What needs to be done:
Update the entries below by putting "bounding box" in place of "box coordinates" wherever it occurs, leaving all other text unchanged.

>> start Supplied data

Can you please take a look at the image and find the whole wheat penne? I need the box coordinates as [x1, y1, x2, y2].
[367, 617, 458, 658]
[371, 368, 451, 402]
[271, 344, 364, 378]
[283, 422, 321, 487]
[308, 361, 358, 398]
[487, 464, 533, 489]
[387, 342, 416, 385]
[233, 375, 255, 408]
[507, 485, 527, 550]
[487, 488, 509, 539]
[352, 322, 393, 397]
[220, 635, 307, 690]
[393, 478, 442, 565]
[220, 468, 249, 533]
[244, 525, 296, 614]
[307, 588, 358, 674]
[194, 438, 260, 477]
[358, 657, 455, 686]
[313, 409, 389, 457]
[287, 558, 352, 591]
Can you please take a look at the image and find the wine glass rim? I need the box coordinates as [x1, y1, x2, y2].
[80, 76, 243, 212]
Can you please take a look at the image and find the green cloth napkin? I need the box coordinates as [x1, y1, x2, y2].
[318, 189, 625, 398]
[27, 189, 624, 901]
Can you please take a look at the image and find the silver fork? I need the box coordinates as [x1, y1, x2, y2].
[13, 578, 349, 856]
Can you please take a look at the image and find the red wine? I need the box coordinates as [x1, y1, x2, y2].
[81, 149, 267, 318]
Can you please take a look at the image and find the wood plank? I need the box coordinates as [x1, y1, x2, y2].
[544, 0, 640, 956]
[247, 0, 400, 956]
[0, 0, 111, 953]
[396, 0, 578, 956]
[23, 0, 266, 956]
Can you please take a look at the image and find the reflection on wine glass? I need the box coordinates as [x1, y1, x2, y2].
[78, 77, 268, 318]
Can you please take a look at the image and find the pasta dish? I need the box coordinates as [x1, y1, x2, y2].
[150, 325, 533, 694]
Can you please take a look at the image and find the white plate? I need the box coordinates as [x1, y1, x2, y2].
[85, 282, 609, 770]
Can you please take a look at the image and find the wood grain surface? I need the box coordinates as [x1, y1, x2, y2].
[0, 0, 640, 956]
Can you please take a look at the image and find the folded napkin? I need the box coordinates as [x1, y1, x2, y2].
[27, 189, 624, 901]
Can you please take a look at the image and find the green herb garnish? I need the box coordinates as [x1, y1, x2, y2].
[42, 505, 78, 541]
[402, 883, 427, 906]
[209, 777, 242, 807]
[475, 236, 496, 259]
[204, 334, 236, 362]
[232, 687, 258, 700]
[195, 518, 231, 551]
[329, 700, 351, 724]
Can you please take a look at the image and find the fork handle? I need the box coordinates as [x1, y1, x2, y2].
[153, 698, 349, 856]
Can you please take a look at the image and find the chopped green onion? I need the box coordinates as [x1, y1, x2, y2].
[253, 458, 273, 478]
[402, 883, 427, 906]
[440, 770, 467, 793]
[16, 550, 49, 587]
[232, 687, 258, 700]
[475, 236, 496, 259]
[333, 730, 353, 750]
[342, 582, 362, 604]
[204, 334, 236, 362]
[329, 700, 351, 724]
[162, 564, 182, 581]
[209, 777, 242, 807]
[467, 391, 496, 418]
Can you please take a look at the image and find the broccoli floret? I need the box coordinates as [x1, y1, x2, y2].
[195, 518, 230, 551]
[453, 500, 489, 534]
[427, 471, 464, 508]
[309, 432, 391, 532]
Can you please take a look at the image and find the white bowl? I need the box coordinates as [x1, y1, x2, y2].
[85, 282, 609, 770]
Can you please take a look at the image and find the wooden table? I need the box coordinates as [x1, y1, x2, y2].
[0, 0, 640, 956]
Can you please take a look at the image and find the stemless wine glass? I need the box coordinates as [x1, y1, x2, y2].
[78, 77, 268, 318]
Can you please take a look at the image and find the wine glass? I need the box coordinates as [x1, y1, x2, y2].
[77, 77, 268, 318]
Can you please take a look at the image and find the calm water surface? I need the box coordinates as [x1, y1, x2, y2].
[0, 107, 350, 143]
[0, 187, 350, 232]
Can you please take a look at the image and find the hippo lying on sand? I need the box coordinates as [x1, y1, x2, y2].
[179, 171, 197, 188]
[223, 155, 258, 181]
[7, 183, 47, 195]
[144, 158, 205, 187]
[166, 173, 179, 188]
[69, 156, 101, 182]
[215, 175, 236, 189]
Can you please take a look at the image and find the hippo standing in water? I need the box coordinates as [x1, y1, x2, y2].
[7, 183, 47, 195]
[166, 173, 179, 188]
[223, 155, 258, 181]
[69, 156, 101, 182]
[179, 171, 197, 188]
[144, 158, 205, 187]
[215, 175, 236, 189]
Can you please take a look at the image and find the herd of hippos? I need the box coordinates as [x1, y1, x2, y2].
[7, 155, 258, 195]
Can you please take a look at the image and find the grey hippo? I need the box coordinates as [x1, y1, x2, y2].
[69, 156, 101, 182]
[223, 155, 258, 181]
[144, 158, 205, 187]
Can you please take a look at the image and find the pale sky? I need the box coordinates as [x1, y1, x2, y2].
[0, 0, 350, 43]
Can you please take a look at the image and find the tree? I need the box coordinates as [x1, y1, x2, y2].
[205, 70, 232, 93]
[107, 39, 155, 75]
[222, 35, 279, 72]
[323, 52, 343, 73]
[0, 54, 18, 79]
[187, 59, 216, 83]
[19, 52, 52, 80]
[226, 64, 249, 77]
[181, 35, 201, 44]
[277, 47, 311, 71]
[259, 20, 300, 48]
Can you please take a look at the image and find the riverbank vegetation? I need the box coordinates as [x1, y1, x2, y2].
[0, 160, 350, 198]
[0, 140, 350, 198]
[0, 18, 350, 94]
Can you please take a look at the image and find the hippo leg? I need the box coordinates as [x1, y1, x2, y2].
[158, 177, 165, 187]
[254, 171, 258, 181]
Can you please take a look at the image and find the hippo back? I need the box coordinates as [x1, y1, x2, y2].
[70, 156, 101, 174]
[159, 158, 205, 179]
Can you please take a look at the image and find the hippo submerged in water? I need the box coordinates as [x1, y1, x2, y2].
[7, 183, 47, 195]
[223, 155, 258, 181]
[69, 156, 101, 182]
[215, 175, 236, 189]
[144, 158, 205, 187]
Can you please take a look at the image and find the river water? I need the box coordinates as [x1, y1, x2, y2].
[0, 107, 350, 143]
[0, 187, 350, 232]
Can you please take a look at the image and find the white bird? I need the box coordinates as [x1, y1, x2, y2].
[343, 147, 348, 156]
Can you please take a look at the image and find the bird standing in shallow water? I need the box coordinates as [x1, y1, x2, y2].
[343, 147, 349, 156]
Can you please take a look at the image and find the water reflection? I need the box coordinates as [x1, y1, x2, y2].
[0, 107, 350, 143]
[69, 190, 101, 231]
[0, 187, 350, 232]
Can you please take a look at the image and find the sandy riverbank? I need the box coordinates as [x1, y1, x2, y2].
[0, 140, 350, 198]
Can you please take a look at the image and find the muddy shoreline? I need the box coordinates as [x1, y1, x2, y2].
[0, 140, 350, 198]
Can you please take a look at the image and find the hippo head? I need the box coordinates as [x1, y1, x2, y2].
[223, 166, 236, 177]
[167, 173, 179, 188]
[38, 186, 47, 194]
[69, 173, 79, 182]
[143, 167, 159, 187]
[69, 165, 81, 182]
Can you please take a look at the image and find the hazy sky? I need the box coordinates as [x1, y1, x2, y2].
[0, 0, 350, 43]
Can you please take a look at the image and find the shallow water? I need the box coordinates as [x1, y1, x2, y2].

>> end Supplied data

Solved exercise:
Can you please take a look at the image and find the whole wheat penne? I need the bounding box as [x1, y1, x2, y2].
[367, 617, 458, 658]
[371, 368, 451, 402]
[271, 344, 364, 378]
[283, 422, 321, 487]
[308, 361, 358, 398]
[487, 464, 533, 489]
[387, 342, 416, 385]
[233, 375, 255, 408]
[507, 485, 527, 550]
[487, 488, 509, 539]
[352, 322, 393, 397]
[220, 635, 307, 690]
[393, 478, 442, 565]
[220, 468, 249, 533]
[244, 525, 296, 614]
[307, 588, 358, 674]
[194, 438, 260, 477]
[358, 657, 455, 686]
[313, 409, 389, 457]
[287, 558, 352, 591]
Can you please take a look at the image and find the wine glass rim? I need the bounding box as [x1, y1, x2, y2].
[80, 76, 243, 212]
Can you please take a look at the image and find the green cloth napkin? I need the bounding box as [x1, y1, x2, y2].
[318, 189, 625, 398]
[27, 189, 624, 901]
Can you please take a look at the image and find the silver fork? I need the bounding box as [x1, y1, x2, y2].
[13, 578, 349, 856]
Can you please take a look at the image and find the red wine? I need the bounding box as [x1, y1, x2, y2].
[81, 149, 267, 318]
Can you please take a look at the image and find the wood plank? I need the bounding box as [x1, y1, x2, y2].
[544, 0, 640, 956]
[247, 0, 400, 956]
[0, 0, 111, 953]
[396, 0, 578, 956]
[23, 0, 266, 956]
Can you please take a look at the image and find the reflection on wine glass? I need the bounding box as [x1, y1, x2, y2].
[78, 77, 268, 318]
Can you please take a look at the image and find the pasta dish? I need the bounding box as [x1, y1, x2, y2].
[150, 325, 533, 694]
Can you please take a look at the image and find the white plate? I need the bounding box as [x1, y1, x2, y2].
[85, 282, 609, 770]
Can you please take a look at the image and find the wood grain surface? I need the bounding box as [x1, y1, x2, y2].
[0, 0, 640, 956]
Can you please take a look at the image and find the folded napkin? I need the bounding box as [x1, y1, x2, y2].
[27, 189, 624, 901]
Can you please take a look at the image and find the green herb garnish? I need the bounding box as [x1, y1, x2, y2].
[42, 505, 78, 541]
[402, 883, 427, 906]
[209, 777, 242, 807]
[475, 236, 496, 259]
[204, 334, 236, 362]
[232, 687, 258, 700]
[195, 518, 231, 551]
[329, 700, 351, 724]
Can you please take a look at the image and find the fork handle? I need the bounding box as [x1, y1, x2, y2].
[153, 698, 349, 856]
Can you please take a look at the image and find the chopped green onion? I need the bounding box as [x1, y1, x2, y2].
[253, 458, 273, 478]
[402, 883, 427, 906]
[440, 770, 467, 793]
[16, 550, 49, 587]
[232, 687, 258, 700]
[475, 236, 496, 259]
[333, 730, 353, 750]
[342, 582, 362, 604]
[204, 334, 236, 362]
[329, 700, 351, 724]
[162, 564, 182, 581]
[209, 777, 242, 807]
[467, 391, 496, 418]
Can you please take a look at the image and find the broccoli floret? I need the bounding box as [x1, y1, x2, y2].
[195, 518, 230, 551]
[453, 500, 489, 534]
[427, 471, 464, 508]
[309, 432, 391, 532]
Can you please take a look at the image and find the white bowl? I need the bounding box as [x1, y1, x2, y2].
[85, 282, 609, 770]
Can you please take a look at the image and find the wooden table? I need the bounding box as [x1, y1, x2, y2].
[0, 0, 640, 956]
Can you please take a look at the image and find the stemless wine glass? I need the bounding box as [x1, y1, x2, y2].
[78, 77, 268, 318]
Can you please take a look at the image and find the wine glass? I need the bounding box as [x1, y1, x2, y2].
[77, 77, 268, 318]
Can you please take a look at the image and find the calm water surface? I need the bounding box as [x1, y1, x2, y2].
[0, 107, 350, 143]
[0, 187, 350, 232]
Can you please take a look at the image and find the hippo lying on sand? I need the bounding box as [x1, y1, x2, y2].
[179, 171, 197, 188]
[223, 155, 258, 181]
[7, 183, 47, 195]
[144, 158, 205, 187]
[166, 173, 179, 188]
[69, 156, 101, 182]
[215, 175, 236, 189]
Can you please take a look at the image and find the hippo standing in water? I need the bounding box as [x1, y1, x2, y2].
[7, 183, 47, 195]
[166, 173, 179, 188]
[223, 155, 258, 181]
[69, 156, 101, 182]
[179, 171, 197, 188]
[144, 158, 205, 187]
[215, 175, 236, 189]
Can you please take a look at the image and find the herd of hippos? I need the bounding box as [x1, y1, x2, y2].
[7, 155, 258, 195]
Can you please take a look at the image and find the grey hippo? I need the bounding box as [x1, y1, x2, y2].
[69, 156, 101, 182]
[223, 155, 258, 181]
[144, 158, 205, 187]
Can you please take a look at the image and find the pale sky? I need the bounding box as [x1, y1, x2, y2].
[0, 0, 350, 43]
Can you please take a look at the image and find the tree? I need the bounding box as [x1, y1, x2, y2].
[205, 70, 232, 93]
[107, 39, 155, 75]
[222, 35, 279, 72]
[323, 52, 343, 73]
[0, 54, 18, 79]
[187, 59, 216, 83]
[19, 52, 52, 80]
[226, 64, 249, 77]
[181, 35, 201, 44]
[277, 47, 311, 71]
[259, 20, 300, 48]
Can you please take a look at the image and find the riverbank vegetation? I need the bounding box as [x1, y1, x2, y2].
[0, 160, 350, 198]
[0, 140, 350, 198]
[0, 18, 350, 94]
Can you please take a look at the image and find the hippo leg? I need the bounding box as [x1, y1, x2, y2].
[158, 177, 165, 187]
[254, 171, 258, 181]
Can you please take a look at the image and find the hippo back? I need the bounding box as [x1, y1, x2, y2].
[70, 156, 101, 174]
[159, 158, 205, 179]
Can you please take a look at the image and find the hippo submerged in water? I need the bounding box as [x1, y1, x2, y2].
[7, 183, 47, 195]
[223, 155, 258, 181]
[69, 156, 101, 182]
[215, 175, 236, 189]
[144, 158, 205, 187]
Can you please take a look at the image and find the river water? I need the bounding box as [x1, y1, x2, y2].
[0, 107, 350, 143]
[0, 187, 350, 232]
Can you please take a look at the image and find the white bird? I need the bounding box as [x1, y1, x2, y2].
[343, 147, 348, 156]
Can you please take a look at the image and find the bird standing in shallow water? I need the bounding box as [x1, y1, x2, y2].
[343, 147, 349, 156]
Can you please take a look at the image and find the water reflection? I need the bounding box as [x1, y1, x2, y2].
[0, 107, 350, 143]
[69, 190, 101, 231]
[0, 187, 350, 232]
Can you please take a look at the image and find the sandy riverbank? I need the bounding box as [x1, y1, x2, y2].
[0, 140, 350, 198]
Can you please take a look at the image and find the muddy shoreline? I need the bounding box as [x1, y1, x2, y2].
[0, 140, 350, 198]
Can you please take a look at the image and find the hippo head? I need the bounding box as [x1, y1, x2, y2].
[223, 166, 236, 177]
[167, 173, 179, 188]
[38, 186, 47, 194]
[69, 173, 79, 182]
[143, 167, 159, 187]
[69, 165, 81, 182]
Can you please take a look at the image and find the hazy sky? I need the bounding box as [x1, y1, x2, y2].
[0, 0, 350, 43]
Can you please take a look at the image and find the shallow water? I need the bounding box as [x1, y1, x2, y2].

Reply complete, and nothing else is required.